[begin RECORDS PROVIDED]

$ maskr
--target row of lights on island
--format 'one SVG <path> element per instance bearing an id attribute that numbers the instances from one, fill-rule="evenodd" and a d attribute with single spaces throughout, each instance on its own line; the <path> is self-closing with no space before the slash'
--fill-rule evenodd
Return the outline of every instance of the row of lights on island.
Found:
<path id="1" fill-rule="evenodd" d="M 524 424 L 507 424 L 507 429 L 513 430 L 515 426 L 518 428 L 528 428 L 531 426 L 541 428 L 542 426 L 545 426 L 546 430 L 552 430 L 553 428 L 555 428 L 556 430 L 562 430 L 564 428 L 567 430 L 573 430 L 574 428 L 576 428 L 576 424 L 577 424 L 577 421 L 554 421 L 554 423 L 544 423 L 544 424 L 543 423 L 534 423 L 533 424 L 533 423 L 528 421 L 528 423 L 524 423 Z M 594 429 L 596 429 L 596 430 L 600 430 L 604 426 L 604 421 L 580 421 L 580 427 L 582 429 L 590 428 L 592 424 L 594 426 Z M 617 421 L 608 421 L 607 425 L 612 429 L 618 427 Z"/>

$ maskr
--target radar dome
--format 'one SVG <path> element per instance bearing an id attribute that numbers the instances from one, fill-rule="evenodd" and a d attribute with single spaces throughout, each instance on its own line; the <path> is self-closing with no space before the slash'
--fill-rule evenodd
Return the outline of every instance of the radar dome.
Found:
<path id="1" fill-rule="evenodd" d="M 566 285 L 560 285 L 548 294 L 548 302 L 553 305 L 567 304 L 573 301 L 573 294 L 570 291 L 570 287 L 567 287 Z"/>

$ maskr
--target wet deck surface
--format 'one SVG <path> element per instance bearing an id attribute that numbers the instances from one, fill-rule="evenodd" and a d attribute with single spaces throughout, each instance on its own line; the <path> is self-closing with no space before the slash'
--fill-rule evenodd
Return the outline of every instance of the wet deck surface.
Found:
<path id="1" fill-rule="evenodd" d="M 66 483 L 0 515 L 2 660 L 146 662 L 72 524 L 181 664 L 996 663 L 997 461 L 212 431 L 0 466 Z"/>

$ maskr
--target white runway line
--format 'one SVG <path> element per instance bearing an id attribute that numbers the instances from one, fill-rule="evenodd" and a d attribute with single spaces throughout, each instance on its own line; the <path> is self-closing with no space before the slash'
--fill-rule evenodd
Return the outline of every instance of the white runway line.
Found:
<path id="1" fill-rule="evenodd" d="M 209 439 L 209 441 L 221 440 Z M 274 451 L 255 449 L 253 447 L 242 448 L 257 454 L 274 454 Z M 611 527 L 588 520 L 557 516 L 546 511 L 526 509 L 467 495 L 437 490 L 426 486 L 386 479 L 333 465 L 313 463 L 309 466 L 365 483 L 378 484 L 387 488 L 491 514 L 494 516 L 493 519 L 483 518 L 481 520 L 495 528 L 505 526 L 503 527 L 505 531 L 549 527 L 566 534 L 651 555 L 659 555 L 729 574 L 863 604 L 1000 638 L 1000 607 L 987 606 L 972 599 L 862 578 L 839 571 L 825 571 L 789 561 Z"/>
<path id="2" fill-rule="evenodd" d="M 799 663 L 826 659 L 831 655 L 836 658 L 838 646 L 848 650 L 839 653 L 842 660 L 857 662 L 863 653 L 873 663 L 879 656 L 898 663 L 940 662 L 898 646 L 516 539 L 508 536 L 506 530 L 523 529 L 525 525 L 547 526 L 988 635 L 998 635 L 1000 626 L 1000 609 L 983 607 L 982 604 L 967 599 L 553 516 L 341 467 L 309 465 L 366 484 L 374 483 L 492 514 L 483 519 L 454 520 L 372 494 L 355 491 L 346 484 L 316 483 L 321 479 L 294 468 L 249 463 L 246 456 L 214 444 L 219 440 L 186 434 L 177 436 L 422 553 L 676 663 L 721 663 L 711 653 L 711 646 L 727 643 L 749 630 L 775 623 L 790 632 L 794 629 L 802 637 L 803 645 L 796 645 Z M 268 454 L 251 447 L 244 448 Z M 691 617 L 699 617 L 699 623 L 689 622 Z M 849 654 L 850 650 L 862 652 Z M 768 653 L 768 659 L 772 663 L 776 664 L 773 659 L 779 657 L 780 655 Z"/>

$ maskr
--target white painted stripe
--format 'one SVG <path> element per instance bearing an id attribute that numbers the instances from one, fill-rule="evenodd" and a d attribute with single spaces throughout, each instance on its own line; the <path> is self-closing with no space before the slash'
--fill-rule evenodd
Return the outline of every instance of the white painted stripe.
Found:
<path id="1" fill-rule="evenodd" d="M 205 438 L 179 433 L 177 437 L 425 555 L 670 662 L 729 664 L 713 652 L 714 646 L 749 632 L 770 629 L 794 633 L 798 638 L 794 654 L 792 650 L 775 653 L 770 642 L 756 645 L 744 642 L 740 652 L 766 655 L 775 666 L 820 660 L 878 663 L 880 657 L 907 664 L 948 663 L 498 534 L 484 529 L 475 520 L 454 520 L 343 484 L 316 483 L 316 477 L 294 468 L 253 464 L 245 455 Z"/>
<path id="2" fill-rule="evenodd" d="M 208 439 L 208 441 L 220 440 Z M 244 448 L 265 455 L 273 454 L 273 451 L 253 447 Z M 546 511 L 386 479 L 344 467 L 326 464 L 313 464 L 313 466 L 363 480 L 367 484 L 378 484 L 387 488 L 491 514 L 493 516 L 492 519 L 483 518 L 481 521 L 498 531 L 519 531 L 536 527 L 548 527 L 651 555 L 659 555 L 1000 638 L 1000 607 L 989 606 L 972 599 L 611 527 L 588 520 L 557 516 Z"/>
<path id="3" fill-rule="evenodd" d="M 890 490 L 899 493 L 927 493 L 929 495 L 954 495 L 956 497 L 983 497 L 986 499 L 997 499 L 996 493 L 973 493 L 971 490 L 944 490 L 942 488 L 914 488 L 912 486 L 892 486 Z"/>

[end RECORDS PROVIDED]

### [WHAT IS ASKED]
Starting at the beginning of the data and ending at the line that contains "524 424 L 507", reproduce those lines with "row of lights on island" substituted by "string of lights on the island" and everything else left unchanged.

### [TASK OUTPUT]
$ maskr
--target string of lights on the island
--format 'one SVG <path> element per instance bearing an id attribute that numbers the instances from one, fill-rule="evenodd" and a d attribute with single spaces throughout, each instance on its own line; the <path> is self-closing with no space before the slash'
--fill-rule evenodd
Return the outline of every instance of the string of lights on the island.
Found:
<path id="1" fill-rule="evenodd" d="M 524 424 L 507 424 L 507 429 L 513 430 L 515 426 L 518 428 L 528 428 L 531 426 L 541 428 L 542 426 L 545 426 L 546 430 L 552 430 L 553 428 L 555 428 L 556 430 L 562 430 L 564 428 L 567 430 L 573 430 L 574 428 L 576 428 L 576 424 L 577 424 L 577 421 L 554 421 L 554 423 L 544 423 L 544 424 L 543 423 L 534 423 L 533 424 L 533 423 L 528 421 L 528 423 L 524 423 Z M 594 429 L 596 429 L 596 430 L 600 430 L 604 426 L 604 421 L 580 421 L 580 427 L 582 429 L 590 428 L 592 424 L 594 426 Z M 617 421 L 608 421 L 607 425 L 612 429 L 618 427 Z"/>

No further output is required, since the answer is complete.